[Quoted passage — start]
# Airports



## oldman (Feb 24, 2020)

I hate airports. I flew from Washington, D.C. to San Diego just to fly with a rookie Captain that I started training just before I retired. He did a very good job of keeping us in smooth air. The trip home was very quick due to a strong tailwind. 

The plane ride was fine. It was the airports that were the problem. I knew that people are at their rudest in airports, but for whatever reason, this trip, I think every person in the airport was rude. I was standing in line waiting to pay for my newspaper and Coke when the young fellow in front of me, who was wearing a backpack and I guess it was his girlfriend he yelled to, who was standing by the magazine rack. He quickly turned around to yell at his girlfriend and it was then that his backpack knocked my Coke out of my hand and it went flying and hit a rack of keychains.

At first, he didn’t say anything. He just stood there and looked at me and started to walk away. I’m 6’4” so I told him he owed me a Coke. He just kept walking and unfortunately for him, an airport cop just happened to be walking by. I told the cop what happened and he went over and spoke with the cashier who verified my story. The cop went after him, caught up to him and cuffed him. I didn’t know why. I later learned that the newsstand wanted paid for the keychains he messed up. They ended up charging him. I really just wanted paid for my Coke.

For three bucks he could have saved himself a lot of trouble and money.


----------



## Gaer (Feb 24, 2020)

You're 6' 4"?  Wow!  You're a retired airline pilot?  Wow!
I don't know why people arn't as nice and as respectful as they used to be.  But, you don't know what they have been going through, what's in their head, what circumstances have affected their actions.  I went to the hardware store the other day and the cashier, ( a pretty young lady) was SO TERRIBLY RUDE TO ME.  I tried to be nice to her but she was so horrible.  I had to go back the next week and she wasn't there.  The manager was cashiering.  I felt I had to say something about her attitude.  He told me, "Yea,I know!  Her boyfriend of 5 years married someone else and told her to get out.  She moved in with her Mother and found out her Mom had stage 4 cancer.  She lost her purse right after she cashed her paycheck and she crashed and totaled her car."
My eyes started tearing up and I felt so bad for complaining about her!  You just don't know what others are going through that makes them act the way they do!  The world needs more kindness!
Oh!  LOVE your car!


----------



## Don M. (Feb 24, 2020)
[Quoted passage — finish]
[Recorded information — start]
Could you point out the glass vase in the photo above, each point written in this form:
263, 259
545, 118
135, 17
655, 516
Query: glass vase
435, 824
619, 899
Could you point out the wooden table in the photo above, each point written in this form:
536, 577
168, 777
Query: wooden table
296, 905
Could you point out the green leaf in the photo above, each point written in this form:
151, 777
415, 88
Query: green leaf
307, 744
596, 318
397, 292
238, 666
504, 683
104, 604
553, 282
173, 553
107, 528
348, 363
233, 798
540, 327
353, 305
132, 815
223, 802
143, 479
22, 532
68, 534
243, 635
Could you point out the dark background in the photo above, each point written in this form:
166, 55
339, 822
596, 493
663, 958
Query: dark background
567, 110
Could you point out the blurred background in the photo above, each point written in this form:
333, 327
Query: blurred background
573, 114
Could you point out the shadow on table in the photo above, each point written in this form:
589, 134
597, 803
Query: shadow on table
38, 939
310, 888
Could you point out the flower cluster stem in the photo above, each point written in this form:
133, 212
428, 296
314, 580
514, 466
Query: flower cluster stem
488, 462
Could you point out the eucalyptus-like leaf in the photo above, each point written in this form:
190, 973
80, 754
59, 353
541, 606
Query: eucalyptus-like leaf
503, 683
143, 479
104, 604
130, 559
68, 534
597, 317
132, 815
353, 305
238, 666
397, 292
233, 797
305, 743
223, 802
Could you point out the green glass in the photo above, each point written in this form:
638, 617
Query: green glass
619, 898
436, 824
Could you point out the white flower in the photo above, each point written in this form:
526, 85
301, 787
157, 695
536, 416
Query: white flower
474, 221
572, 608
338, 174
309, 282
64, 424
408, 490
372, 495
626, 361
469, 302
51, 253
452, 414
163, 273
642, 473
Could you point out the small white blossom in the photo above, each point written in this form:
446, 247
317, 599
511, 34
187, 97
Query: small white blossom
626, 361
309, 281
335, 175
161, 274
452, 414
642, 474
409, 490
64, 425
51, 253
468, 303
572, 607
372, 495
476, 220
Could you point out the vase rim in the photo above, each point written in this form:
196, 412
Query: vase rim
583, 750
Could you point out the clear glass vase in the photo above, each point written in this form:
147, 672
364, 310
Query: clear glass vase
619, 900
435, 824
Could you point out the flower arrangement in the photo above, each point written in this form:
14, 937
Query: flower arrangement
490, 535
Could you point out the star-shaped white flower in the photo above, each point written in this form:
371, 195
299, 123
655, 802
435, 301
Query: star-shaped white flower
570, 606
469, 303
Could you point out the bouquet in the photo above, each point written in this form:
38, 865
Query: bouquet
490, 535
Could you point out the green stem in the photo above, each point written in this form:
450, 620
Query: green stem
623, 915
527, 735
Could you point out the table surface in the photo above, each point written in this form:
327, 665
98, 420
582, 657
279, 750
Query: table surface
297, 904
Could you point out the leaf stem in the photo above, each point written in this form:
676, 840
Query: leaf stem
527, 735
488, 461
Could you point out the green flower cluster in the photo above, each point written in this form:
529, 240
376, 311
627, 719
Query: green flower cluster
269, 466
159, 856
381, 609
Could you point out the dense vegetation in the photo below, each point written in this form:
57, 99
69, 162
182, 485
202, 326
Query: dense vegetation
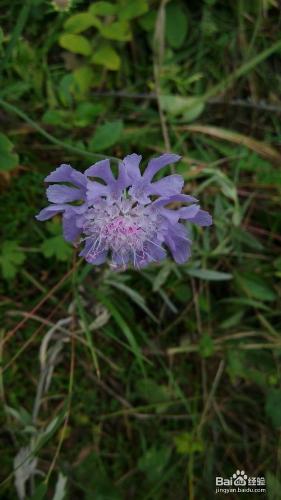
143, 384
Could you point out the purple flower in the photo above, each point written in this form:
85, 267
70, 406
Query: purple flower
128, 218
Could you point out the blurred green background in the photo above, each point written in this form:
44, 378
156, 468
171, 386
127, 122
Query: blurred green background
141, 385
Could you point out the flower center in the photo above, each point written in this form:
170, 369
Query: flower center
122, 228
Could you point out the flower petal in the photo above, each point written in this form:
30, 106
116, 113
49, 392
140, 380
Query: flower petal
131, 164
95, 190
58, 193
178, 243
156, 164
202, 218
70, 229
168, 186
185, 198
50, 211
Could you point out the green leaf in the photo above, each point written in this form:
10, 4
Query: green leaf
153, 462
187, 444
107, 57
147, 22
60, 490
189, 107
106, 135
273, 406
255, 286
8, 160
119, 30
77, 44
209, 275
132, 9
56, 117
81, 22
273, 486
87, 112
152, 392
11, 258
40, 492
83, 77
206, 346
103, 9
176, 24
56, 247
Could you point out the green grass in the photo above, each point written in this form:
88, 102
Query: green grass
142, 385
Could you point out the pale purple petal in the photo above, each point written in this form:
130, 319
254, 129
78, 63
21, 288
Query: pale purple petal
178, 243
167, 186
184, 198
156, 164
58, 193
202, 218
131, 164
50, 211
182, 213
102, 170
95, 190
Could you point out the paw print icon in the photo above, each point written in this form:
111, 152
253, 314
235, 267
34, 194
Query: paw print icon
240, 478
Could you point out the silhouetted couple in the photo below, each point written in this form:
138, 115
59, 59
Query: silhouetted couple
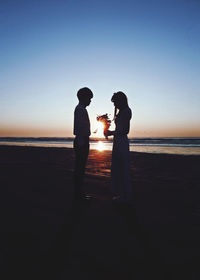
121, 188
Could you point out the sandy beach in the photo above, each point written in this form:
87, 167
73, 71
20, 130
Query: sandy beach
45, 236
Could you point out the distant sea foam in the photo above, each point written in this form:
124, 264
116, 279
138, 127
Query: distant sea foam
185, 146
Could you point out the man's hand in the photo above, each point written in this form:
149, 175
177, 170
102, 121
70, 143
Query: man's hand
108, 133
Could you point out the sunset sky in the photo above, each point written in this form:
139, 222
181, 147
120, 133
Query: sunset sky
148, 49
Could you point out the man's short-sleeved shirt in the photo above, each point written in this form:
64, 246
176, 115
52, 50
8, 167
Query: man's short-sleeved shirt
81, 122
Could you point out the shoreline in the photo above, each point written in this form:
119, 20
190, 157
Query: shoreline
41, 232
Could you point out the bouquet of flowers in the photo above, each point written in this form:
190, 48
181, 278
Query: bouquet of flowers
106, 122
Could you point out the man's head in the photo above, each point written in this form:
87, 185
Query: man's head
84, 96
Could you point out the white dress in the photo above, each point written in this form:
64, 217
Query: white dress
120, 168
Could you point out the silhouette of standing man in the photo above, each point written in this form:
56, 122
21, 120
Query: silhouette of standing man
81, 141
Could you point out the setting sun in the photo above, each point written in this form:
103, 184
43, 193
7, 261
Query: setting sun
99, 130
100, 146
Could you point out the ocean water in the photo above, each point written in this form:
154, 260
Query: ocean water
184, 146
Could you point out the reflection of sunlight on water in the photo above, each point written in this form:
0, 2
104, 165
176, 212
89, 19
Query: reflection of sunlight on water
107, 146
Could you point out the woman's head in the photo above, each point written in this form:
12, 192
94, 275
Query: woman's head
120, 100
84, 96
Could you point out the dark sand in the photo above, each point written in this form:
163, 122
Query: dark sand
43, 236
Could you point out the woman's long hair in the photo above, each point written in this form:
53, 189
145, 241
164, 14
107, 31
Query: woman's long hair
121, 98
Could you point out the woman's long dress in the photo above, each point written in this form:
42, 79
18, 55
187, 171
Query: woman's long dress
120, 169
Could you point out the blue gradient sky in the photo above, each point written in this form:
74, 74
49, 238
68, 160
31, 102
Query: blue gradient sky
148, 49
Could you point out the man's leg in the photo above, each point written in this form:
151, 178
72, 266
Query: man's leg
81, 155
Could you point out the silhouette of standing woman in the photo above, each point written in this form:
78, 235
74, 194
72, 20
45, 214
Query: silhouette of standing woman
120, 169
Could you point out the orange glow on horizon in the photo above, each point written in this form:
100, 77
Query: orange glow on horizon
100, 146
68, 132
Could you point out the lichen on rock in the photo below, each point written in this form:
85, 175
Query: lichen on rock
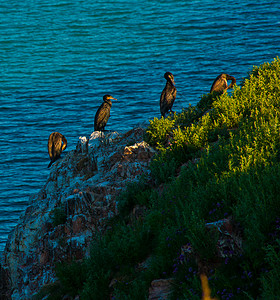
78, 196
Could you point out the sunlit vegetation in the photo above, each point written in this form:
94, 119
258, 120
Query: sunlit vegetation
217, 160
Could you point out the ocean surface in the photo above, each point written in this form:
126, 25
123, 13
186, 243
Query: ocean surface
59, 57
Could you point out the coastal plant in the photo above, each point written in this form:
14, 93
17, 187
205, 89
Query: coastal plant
218, 160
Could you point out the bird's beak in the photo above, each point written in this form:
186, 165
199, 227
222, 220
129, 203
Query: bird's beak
172, 80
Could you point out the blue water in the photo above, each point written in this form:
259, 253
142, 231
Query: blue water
59, 57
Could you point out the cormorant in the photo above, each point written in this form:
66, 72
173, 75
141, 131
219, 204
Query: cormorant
103, 113
55, 146
168, 94
220, 84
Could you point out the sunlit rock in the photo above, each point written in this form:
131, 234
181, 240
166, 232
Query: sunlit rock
76, 200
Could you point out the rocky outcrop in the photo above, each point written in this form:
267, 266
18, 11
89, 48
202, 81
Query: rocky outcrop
79, 195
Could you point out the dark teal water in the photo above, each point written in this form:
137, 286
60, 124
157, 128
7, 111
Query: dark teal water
59, 57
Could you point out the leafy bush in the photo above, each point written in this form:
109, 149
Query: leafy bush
216, 160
[Recorded information — finish]
§ Task instructions: Resume the forum thread about rudeness in airports from the point where it stops.

§ Response to this exercise:
I agree about airports.  Flying is usually a pretty nice way to travel, but the airports are often like a "Chinese Fire Drill".  Everyone rushing around, the security lines taking forever, and people jamming into each other, etc., etc., makes the actual flight seem almost restful.  We don't fly a lot...just Kansas City to either Denver or Las Vegas, but in the past year, KC has closed one of its 3 terminals in anticipation of building an entirely new terminal, and that has really added to the issues in KC.


----------



## oldman (Feb 25, 2020)

Gaer said:


> You're 6' 4"?  Wow!  You're a retired airline pilot?  Wow!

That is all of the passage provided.